Records for the exercise:
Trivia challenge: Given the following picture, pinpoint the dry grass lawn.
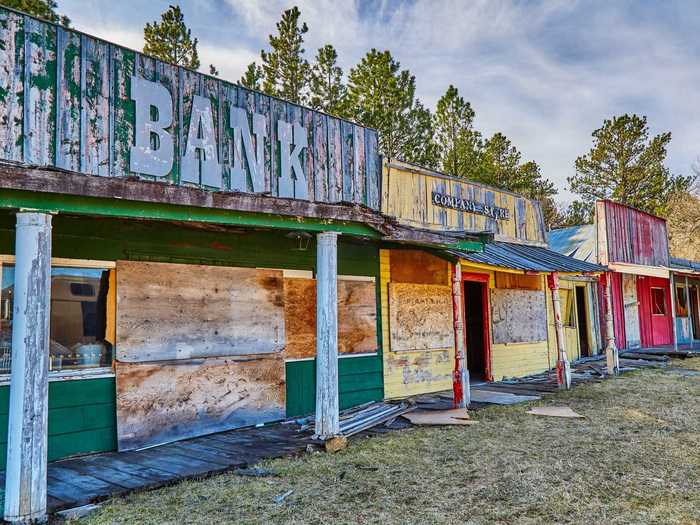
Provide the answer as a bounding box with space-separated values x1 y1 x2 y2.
69 359 700 525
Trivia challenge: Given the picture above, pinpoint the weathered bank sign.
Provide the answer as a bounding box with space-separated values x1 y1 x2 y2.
0 8 381 209
432 191 510 220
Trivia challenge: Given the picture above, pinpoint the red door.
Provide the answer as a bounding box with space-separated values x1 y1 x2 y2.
637 276 673 347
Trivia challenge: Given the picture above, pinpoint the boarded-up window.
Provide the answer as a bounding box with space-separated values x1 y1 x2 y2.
491 288 547 344
389 283 454 352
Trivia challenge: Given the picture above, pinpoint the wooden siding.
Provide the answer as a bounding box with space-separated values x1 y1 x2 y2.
0 8 381 210
596 201 669 267
382 162 546 246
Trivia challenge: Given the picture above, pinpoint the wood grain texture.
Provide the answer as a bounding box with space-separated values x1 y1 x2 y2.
491 288 547 344
117 261 285 362
116 354 285 451
284 278 377 359
389 282 454 352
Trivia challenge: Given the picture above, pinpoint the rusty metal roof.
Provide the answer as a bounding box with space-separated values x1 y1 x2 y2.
451 242 606 273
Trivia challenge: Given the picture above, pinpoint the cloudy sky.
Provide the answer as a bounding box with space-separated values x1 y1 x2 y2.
58 0 700 200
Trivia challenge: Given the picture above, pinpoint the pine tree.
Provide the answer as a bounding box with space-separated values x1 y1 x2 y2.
0 0 70 27
568 114 692 216
347 49 436 167
260 6 310 104
434 85 483 178
309 44 347 116
143 5 199 69
238 62 263 91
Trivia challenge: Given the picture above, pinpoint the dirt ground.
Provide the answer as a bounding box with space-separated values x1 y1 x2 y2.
69 358 700 525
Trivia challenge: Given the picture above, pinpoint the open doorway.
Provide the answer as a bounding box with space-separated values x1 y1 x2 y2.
464 281 491 382
576 286 591 357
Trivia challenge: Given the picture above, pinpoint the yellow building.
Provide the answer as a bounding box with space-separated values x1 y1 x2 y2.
380 161 603 398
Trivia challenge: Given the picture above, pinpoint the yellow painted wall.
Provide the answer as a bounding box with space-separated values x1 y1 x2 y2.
379 250 455 399
382 161 546 245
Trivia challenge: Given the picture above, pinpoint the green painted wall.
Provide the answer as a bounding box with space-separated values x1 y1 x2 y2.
0 211 383 461
0 378 117 469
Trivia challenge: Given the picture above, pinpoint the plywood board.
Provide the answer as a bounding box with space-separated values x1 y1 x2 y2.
116 354 285 450
389 282 454 352
117 261 285 363
284 278 377 359
491 288 547 344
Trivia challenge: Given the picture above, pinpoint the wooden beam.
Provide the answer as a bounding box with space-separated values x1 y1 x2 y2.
4 212 51 523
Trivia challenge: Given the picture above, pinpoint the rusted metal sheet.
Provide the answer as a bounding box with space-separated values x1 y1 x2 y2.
284 278 377 359
381 161 546 246
117 261 285 362
491 288 547 344
0 8 380 210
116 354 285 450
389 282 454 352
596 201 669 267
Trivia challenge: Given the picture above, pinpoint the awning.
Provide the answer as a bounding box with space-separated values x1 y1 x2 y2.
450 242 607 273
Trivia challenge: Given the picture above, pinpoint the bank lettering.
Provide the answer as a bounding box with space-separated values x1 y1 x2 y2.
432 191 510 220
129 75 309 192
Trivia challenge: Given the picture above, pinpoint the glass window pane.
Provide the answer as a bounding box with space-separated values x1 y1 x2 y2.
0 265 112 374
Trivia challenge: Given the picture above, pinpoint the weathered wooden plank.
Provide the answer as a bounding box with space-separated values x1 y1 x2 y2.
389 283 454 352
117 261 285 362
56 27 82 171
116 354 285 450
340 120 355 202
0 9 24 162
491 288 547 344
23 17 56 166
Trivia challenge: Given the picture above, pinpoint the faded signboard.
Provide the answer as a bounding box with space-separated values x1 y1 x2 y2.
116 354 285 450
117 261 285 363
284 278 377 359
491 288 547 344
389 283 454 352
0 8 381 209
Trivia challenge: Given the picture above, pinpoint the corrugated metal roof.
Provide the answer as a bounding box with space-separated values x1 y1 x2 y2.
547 224 598 263
451 242 606 273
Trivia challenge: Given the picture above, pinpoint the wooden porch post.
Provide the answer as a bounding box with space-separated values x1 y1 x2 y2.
5 212 51 523
316 232 340 439
547 272 571 389
685 275 695 349
452 262 471 408
600 273 620 375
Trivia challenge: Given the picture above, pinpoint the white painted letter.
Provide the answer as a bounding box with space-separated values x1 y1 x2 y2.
277 120 309 199
180 95 221 189
231 107 270 192
129 75 174 177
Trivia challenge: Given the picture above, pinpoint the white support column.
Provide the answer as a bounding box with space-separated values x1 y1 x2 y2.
452 263 471 408
5 212 51 523
600 274 620 375
685 275 695 349
547 272 571 390
316 232 340 439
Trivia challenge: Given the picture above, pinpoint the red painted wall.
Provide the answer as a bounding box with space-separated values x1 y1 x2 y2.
596 201 668 266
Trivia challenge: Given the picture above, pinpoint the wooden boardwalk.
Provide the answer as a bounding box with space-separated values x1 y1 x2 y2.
0 424 313 512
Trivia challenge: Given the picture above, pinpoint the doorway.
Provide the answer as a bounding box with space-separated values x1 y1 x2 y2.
464 281 491 381
575 286 591 357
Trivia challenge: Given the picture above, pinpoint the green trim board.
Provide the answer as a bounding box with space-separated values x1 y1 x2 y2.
0 189 380 239
0 378 117 469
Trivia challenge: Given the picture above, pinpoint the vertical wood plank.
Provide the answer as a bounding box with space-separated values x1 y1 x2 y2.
24 17 56 166
0 9 24 162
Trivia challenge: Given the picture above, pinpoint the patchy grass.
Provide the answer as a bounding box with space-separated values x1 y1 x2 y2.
76 359 700 525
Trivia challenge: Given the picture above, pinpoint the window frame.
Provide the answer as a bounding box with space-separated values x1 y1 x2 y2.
0 254 117 380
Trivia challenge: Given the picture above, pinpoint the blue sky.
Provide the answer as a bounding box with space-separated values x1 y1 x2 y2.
58 0 700 200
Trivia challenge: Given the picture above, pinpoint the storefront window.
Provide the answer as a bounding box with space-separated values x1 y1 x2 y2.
651 288 666 315
0 264 112 374
676 286 688 317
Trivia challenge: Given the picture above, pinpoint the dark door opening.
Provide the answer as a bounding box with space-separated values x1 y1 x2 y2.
464 281 488 381
576 286 591 357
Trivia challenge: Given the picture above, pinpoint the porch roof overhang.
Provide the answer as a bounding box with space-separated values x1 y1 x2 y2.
452 242 607 274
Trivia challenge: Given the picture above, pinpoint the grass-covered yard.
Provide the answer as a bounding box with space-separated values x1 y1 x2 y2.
69 359 700 525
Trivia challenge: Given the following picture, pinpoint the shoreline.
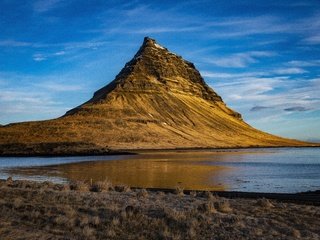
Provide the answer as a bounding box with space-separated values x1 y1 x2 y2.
0 178 320 240
0 143 320 157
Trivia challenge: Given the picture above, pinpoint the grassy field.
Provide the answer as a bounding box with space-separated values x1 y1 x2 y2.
0 179 320 240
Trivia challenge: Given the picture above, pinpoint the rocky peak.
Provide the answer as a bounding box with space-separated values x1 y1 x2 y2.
90 37 222 102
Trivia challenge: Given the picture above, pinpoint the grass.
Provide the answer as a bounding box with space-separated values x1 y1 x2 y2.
0 180 320 240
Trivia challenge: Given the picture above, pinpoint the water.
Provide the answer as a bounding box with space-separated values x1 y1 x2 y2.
0 148 320 193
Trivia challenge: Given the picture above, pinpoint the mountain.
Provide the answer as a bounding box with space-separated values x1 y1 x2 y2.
0 37 311 155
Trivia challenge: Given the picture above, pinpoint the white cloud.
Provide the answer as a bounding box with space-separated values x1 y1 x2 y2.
0 39 31 47
304 35 320 45
32 53 47 62
273 67 307 75
287 60 320 67
36 82 83 92
33 0 63 13
208 51 275 68
53 51 66 56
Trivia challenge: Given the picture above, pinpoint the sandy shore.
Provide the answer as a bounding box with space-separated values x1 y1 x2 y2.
0 179 320 240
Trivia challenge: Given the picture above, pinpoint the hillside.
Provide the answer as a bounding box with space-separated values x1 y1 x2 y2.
0 38 311 155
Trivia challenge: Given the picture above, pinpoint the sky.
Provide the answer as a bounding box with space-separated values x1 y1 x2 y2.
0 0 320 141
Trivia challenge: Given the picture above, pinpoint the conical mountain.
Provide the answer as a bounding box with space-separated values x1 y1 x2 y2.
0 38 311 155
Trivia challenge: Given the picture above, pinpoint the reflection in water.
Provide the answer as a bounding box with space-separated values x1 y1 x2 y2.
58 159 229 190
0 148 320 192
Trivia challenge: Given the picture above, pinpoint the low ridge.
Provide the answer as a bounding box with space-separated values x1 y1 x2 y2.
0 37 312 155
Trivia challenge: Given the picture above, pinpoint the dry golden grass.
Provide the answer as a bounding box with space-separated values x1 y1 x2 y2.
0 37 319 155
0 180 320 240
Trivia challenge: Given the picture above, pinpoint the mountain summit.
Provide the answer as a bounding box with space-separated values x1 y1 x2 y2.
0 37 311 155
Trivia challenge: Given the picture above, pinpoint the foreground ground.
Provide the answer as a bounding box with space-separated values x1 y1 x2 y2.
0 179 320 239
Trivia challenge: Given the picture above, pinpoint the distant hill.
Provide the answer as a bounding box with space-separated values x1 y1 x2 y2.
0 38 311 155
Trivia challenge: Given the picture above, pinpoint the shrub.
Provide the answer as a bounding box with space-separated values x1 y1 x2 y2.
137 188 148 198
215 201 232 213
70 181 89 192
174 186 184 196
90 179 112 192
256 198 274 208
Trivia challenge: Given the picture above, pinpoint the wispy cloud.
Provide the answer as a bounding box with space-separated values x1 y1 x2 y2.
273 67 307 75
36 81 84 92
250 106 272 112
208 51 275 68
0 39 32 47
32 53 47 62
33 0 63 13
284 106 310 112
287 60 320 67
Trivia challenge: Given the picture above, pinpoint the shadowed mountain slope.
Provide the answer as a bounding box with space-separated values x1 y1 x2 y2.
0 38 311 155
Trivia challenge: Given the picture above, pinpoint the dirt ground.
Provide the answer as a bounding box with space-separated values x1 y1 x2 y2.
0 179 320 240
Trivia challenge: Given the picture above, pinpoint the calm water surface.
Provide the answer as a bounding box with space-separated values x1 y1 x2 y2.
0 148 320 192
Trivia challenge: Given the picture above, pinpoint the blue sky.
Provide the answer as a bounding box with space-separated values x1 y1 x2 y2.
0 0 320 140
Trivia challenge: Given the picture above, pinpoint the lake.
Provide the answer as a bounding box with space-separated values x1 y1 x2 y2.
0 148 320 193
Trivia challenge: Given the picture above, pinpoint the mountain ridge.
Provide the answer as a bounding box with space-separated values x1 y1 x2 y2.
0 37 312 155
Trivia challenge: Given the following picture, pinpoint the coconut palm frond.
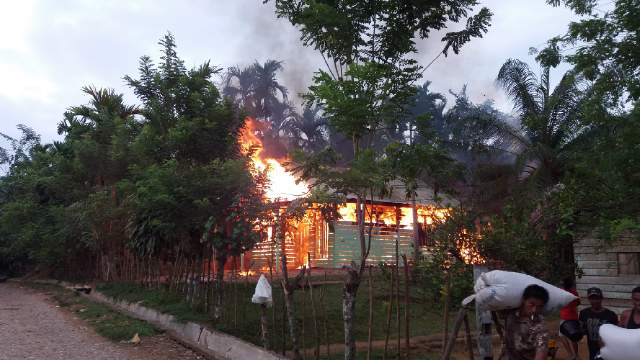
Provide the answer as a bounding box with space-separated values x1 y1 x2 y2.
496 59 542 117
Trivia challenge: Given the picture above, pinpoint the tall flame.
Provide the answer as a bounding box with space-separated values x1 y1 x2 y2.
239 118 309 200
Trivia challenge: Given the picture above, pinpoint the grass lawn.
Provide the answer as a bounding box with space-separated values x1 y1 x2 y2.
28 283 159 341
97 276 474 358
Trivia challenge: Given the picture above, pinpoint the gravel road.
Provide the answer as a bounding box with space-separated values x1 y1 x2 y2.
0 283 203 360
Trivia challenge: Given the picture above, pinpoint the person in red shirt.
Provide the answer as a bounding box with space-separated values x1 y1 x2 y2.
559 277 580 360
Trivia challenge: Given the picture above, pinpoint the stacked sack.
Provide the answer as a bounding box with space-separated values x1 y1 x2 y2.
463 270 577 312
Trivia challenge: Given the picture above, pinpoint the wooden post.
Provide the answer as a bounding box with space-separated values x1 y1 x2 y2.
442 306 467 360
464 313 474 360
382 268 395 360
473 265 493 360
402 255 411 360
367 265 373 360
260 304 269 350
442 269 451 354
307 271 320 360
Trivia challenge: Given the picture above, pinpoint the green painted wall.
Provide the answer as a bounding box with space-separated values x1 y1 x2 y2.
324 223 413 267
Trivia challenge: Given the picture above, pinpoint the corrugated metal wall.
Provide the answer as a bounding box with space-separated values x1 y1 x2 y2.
312 222 413 268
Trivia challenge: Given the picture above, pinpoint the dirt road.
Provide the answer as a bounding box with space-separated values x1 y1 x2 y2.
0 283 203 360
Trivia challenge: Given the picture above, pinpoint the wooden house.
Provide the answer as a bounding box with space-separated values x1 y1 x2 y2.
241 184 457 272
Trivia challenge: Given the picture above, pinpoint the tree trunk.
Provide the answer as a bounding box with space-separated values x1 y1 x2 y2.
411 194 420 259
282 282 302 360
342 268 360 360
213 251 227 322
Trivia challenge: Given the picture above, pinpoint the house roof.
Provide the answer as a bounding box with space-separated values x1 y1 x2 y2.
347 180 459 207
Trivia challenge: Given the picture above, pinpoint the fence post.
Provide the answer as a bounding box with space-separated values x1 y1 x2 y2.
473 265 493 360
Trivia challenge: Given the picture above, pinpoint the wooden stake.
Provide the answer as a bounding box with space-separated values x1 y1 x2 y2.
402 254 411 360
367 265 373 360
382 269 394 360
464 312 474 360
491 311 504 342
307 272 320 360
260 304 269 350
442 269 451 354
301 272 307 359
320 271 331 357
233 256 238 330
442 307 467 360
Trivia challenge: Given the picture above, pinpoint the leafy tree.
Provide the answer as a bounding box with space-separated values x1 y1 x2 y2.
538 0 640 109
123 34 265 317
275 0 491 359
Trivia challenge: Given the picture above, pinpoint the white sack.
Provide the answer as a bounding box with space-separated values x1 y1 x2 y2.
473 270 577 312
600 324 640 360
251 274 273 306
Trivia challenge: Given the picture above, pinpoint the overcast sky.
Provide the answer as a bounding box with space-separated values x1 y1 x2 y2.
0 0 572 142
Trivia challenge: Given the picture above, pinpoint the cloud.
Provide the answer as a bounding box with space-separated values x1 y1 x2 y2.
0 0 570 145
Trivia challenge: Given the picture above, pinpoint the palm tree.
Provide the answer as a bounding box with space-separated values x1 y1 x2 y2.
287 105 328 151
494 59 588 190
222 66 256 116
253 60 287 121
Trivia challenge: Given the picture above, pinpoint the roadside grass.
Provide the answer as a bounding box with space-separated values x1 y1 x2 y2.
97 277 475 359
320 349 440 360
28 283 160 342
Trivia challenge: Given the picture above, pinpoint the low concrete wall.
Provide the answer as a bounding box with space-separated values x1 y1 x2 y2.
25 280 286 360
89 290 286 360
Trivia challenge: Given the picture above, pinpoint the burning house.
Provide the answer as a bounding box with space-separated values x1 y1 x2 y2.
239 119 456 272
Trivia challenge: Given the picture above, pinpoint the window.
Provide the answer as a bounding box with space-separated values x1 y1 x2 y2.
618 253 640 275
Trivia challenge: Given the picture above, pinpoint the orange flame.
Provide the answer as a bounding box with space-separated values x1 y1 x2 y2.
338 202 449 229
239 118 309 200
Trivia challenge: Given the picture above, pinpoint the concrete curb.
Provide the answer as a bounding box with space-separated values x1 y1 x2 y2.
24 281 286 360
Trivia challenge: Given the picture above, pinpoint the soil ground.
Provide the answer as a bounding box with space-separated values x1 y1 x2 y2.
0 282 204 360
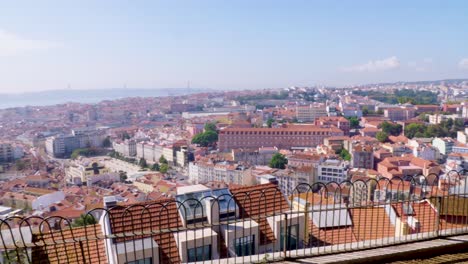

Work instructions:
Recast the lines of the records from the line with "Trivia challenge: Given the picture above, pinpoint the rusted" to the line with "0 265 112 374" as a numbered list, omitting any blank lines.

Right answer:
1. Trivia challenge: Given the picture above, pinpoint the rusted metal sheet.
2. Provide the answer as a bounding box with space-separated values x1 y1 x2 y2.
3. 284 278 377 359
4. 381 161 546 246
5. 117 261 285 362
6. 491 288 547 344
7. 0 8 380 210
8. 116 354 285 450
9. 389 282 454 352
10. 596 201 669 267
11. Trivia challenge: Given the picture above, pinpoint the awning.
12. Provide the answer as a bounding box with space-separated values x1 y1 x2 y2.
13. 450 242 607 273
14. Trivia challenge: Given the picture above, pinpoint the bank lettering.
15. Provide the answer as a bounding box with space-separated values x1 y1 x2 y2.
16. 432 191 510 220
17. 129 75 309 192
18. Trivia challenge: Given the picture above, pinpoint the glass window pane.
19. Provide the answer as a bounding box with space-separated values x1 y1 x2 y2.
20. 0 265 112 374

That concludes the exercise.